## [SOURCE DATA]
● ● ●
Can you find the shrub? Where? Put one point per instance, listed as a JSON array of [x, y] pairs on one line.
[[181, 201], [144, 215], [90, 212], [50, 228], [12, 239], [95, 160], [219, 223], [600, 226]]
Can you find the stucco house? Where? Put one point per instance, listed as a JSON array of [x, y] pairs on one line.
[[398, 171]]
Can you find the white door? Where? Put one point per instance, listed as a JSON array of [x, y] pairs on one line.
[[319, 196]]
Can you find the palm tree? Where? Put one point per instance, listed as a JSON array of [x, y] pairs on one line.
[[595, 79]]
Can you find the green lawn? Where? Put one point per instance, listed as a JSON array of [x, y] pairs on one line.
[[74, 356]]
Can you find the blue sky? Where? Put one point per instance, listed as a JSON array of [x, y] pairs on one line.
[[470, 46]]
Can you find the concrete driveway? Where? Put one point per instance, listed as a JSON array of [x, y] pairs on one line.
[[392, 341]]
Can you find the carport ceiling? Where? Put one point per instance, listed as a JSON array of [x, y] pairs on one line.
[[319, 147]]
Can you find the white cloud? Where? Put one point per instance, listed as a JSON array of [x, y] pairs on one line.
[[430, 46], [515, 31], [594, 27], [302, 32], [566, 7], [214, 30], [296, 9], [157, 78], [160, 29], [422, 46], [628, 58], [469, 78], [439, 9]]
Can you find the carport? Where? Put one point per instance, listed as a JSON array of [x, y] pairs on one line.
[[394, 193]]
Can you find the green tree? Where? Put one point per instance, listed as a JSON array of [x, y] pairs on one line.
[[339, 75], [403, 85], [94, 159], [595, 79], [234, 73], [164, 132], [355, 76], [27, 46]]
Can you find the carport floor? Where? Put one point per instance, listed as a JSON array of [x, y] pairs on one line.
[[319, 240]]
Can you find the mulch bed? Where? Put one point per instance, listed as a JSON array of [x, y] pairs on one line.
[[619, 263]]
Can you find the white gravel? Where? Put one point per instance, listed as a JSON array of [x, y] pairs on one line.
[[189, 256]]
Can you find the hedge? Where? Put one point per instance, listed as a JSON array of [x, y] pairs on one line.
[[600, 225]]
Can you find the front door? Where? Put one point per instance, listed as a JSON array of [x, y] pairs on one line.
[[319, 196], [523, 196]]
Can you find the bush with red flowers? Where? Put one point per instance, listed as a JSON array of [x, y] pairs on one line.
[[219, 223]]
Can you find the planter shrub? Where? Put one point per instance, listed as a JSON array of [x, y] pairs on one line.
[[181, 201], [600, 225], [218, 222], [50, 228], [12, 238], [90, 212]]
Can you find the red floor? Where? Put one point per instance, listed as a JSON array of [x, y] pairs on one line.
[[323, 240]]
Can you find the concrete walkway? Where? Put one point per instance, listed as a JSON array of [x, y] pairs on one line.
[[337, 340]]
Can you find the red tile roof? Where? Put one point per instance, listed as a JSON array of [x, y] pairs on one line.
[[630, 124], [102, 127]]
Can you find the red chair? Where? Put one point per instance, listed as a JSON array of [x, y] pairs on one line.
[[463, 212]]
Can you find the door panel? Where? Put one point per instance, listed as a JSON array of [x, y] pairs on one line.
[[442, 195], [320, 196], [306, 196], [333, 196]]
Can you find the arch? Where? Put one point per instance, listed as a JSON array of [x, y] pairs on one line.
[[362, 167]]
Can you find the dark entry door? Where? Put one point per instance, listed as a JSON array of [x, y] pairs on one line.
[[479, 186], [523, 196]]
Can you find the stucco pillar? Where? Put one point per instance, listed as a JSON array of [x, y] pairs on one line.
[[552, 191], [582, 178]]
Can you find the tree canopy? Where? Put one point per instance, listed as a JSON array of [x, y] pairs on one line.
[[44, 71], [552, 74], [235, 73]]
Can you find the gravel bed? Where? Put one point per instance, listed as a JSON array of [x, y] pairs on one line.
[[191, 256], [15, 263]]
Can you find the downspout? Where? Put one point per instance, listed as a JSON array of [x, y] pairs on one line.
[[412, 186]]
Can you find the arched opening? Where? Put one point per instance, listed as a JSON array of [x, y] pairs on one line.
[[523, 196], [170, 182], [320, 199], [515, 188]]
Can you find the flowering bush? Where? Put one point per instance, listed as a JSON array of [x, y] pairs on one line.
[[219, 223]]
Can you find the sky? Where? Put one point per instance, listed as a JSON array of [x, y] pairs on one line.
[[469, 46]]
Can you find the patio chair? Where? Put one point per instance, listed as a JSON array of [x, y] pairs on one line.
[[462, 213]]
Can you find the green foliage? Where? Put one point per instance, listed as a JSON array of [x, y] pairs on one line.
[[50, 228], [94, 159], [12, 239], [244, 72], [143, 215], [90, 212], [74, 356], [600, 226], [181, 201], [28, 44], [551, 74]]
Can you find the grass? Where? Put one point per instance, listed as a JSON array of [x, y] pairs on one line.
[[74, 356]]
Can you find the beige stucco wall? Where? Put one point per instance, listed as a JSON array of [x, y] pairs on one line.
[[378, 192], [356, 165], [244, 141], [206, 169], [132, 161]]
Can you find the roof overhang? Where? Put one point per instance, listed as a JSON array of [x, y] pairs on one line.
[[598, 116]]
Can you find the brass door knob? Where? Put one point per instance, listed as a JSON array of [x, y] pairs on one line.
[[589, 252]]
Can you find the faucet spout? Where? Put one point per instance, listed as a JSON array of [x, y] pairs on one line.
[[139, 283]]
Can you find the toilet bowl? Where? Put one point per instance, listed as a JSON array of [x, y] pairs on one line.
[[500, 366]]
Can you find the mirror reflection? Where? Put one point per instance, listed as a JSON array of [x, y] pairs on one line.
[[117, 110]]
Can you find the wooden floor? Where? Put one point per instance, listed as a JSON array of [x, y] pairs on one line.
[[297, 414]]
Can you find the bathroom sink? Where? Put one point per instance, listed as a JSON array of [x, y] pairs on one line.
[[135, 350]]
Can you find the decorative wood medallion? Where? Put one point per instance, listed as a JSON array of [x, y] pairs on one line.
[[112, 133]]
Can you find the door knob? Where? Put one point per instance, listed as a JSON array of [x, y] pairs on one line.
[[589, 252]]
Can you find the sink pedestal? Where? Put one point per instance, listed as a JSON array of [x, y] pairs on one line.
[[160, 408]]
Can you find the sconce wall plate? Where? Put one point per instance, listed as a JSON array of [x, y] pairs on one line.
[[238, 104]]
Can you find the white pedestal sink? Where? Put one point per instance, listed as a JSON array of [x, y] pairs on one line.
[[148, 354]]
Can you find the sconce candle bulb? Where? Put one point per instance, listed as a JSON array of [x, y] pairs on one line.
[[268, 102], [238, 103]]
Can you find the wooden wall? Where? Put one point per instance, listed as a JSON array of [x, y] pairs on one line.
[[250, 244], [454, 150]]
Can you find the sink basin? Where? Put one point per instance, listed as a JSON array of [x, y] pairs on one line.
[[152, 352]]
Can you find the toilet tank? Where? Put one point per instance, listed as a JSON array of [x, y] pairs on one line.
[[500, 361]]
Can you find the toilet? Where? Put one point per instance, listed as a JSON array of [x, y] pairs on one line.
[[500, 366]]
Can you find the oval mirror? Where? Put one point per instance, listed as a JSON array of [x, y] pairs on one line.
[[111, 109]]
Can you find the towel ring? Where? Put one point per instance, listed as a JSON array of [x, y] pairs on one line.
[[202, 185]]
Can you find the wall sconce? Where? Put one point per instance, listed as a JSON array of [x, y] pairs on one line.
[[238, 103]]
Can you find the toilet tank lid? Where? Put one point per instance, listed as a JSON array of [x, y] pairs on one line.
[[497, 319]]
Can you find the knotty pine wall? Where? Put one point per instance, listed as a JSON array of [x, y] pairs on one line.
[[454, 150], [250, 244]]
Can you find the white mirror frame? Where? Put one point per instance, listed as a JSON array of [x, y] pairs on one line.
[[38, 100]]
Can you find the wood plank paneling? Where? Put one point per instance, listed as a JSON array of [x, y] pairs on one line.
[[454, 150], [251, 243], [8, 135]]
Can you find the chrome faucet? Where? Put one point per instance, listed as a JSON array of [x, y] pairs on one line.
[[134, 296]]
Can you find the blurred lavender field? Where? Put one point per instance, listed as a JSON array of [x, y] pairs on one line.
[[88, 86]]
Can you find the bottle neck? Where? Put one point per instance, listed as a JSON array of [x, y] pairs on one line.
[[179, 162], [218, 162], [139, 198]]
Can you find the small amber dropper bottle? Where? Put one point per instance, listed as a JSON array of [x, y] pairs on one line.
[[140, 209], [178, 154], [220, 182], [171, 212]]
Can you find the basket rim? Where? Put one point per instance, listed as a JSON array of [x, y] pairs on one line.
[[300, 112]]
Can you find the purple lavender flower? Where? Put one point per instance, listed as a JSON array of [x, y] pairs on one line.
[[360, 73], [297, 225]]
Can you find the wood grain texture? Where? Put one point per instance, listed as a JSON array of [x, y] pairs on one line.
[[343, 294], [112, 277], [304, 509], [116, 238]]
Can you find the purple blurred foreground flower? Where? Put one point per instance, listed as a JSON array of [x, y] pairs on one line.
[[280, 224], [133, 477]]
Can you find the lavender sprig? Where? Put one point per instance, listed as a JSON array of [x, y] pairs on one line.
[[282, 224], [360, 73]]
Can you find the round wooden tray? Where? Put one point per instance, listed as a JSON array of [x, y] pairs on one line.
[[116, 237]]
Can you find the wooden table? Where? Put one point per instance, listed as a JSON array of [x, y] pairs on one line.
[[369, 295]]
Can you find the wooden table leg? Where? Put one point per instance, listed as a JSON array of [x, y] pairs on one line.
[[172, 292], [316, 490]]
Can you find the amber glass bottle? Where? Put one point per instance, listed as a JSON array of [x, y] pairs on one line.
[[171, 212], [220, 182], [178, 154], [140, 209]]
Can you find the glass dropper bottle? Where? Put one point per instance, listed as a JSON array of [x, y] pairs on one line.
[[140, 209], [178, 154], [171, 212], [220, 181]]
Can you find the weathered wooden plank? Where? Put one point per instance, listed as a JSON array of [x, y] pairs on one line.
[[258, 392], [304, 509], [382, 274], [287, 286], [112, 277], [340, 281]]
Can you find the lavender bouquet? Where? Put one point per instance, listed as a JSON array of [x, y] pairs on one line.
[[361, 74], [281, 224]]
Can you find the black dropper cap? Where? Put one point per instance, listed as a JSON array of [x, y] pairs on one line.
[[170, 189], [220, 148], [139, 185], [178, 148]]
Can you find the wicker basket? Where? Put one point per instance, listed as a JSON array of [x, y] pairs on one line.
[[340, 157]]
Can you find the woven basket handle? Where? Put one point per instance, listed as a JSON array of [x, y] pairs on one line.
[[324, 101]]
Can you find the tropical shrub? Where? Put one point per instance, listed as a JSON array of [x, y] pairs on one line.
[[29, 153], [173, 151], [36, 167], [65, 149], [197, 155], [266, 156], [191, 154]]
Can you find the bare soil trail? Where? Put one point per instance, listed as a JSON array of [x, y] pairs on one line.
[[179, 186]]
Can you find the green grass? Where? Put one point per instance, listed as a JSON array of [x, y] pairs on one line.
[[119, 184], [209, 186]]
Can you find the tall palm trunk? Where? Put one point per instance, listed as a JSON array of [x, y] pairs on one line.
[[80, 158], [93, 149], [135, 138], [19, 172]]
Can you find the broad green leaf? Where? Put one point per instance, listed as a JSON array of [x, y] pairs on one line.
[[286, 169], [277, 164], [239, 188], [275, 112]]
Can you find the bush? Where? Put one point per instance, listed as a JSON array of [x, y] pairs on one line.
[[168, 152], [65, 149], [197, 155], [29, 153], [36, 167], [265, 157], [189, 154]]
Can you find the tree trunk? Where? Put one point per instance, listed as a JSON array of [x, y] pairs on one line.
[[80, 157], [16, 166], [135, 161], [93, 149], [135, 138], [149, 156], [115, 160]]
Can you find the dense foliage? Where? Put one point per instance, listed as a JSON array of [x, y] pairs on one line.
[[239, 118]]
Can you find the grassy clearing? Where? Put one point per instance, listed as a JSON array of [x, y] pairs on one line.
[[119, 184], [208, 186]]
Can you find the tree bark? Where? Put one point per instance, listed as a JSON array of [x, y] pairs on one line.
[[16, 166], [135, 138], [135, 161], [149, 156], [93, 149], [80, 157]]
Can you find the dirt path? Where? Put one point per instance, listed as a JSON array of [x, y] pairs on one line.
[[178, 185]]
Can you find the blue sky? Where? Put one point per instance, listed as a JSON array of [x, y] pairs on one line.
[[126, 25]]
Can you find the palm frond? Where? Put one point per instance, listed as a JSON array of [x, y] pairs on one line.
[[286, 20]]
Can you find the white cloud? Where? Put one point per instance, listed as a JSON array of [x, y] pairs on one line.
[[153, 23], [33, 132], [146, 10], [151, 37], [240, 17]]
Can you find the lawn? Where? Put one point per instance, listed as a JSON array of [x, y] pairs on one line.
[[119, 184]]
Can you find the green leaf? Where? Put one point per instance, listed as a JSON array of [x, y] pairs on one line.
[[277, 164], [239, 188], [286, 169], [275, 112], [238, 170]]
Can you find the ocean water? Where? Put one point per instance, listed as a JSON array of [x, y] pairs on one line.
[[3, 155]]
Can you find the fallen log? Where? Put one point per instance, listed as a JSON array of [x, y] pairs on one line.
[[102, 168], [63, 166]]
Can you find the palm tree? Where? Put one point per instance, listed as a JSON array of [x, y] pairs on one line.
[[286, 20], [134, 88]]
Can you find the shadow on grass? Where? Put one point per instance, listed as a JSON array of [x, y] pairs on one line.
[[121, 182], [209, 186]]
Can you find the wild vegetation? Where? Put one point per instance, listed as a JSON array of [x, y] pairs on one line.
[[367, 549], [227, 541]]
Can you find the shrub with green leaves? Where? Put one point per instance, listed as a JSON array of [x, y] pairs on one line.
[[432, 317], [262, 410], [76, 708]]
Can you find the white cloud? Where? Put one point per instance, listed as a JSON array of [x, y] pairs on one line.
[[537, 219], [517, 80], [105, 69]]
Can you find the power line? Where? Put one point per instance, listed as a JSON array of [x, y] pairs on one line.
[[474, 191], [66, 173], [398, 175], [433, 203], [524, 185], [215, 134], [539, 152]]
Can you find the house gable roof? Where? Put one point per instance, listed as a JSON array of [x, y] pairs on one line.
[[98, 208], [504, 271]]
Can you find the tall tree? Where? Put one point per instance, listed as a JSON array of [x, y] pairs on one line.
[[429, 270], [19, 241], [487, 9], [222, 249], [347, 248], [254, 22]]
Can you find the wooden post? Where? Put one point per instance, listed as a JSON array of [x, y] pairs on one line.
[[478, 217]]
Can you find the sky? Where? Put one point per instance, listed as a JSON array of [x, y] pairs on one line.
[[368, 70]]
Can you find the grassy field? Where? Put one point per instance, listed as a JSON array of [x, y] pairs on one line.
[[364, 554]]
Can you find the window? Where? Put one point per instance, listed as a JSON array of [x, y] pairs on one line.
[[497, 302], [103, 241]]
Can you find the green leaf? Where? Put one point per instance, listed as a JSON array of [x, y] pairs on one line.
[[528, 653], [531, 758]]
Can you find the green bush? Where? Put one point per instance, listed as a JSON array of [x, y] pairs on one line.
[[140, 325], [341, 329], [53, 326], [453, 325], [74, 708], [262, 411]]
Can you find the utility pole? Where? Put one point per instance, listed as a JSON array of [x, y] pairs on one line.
● ● ●
## [EXERCISE PROMPT]
Reproduce exactly the lines from the one containing "Can you find the grassy field?" through the last line of the records above, including both, and nothing else.

## [RESPONSE]
Can you find the grassy field? Where? Put one point per instance, listed as a JSON array of [x, y] pairs on one line.
[[364, 554]]
Can you find the window? Where? Put one point per instance, listed as a JSON array of [x, y] pairs on one line.
[[497, 302], [103, 241]]
Can you find the green leaf? Where? Put one point per instance, listed as a JSON array of [x, y] pairs on one line.
[[528, 653], [531, 758]]
Can you find the green bush? Where? Put one point per instance, listed as a JSON array of [x, y] pairs on one line.
[[140, 325], [341, 329], [53, 326], [453, 325], [74, 708], [262, 411]]
Can you find the utility pole? Where? Put one point per instance, listed as a JSON array of [x, y] pairs on one line.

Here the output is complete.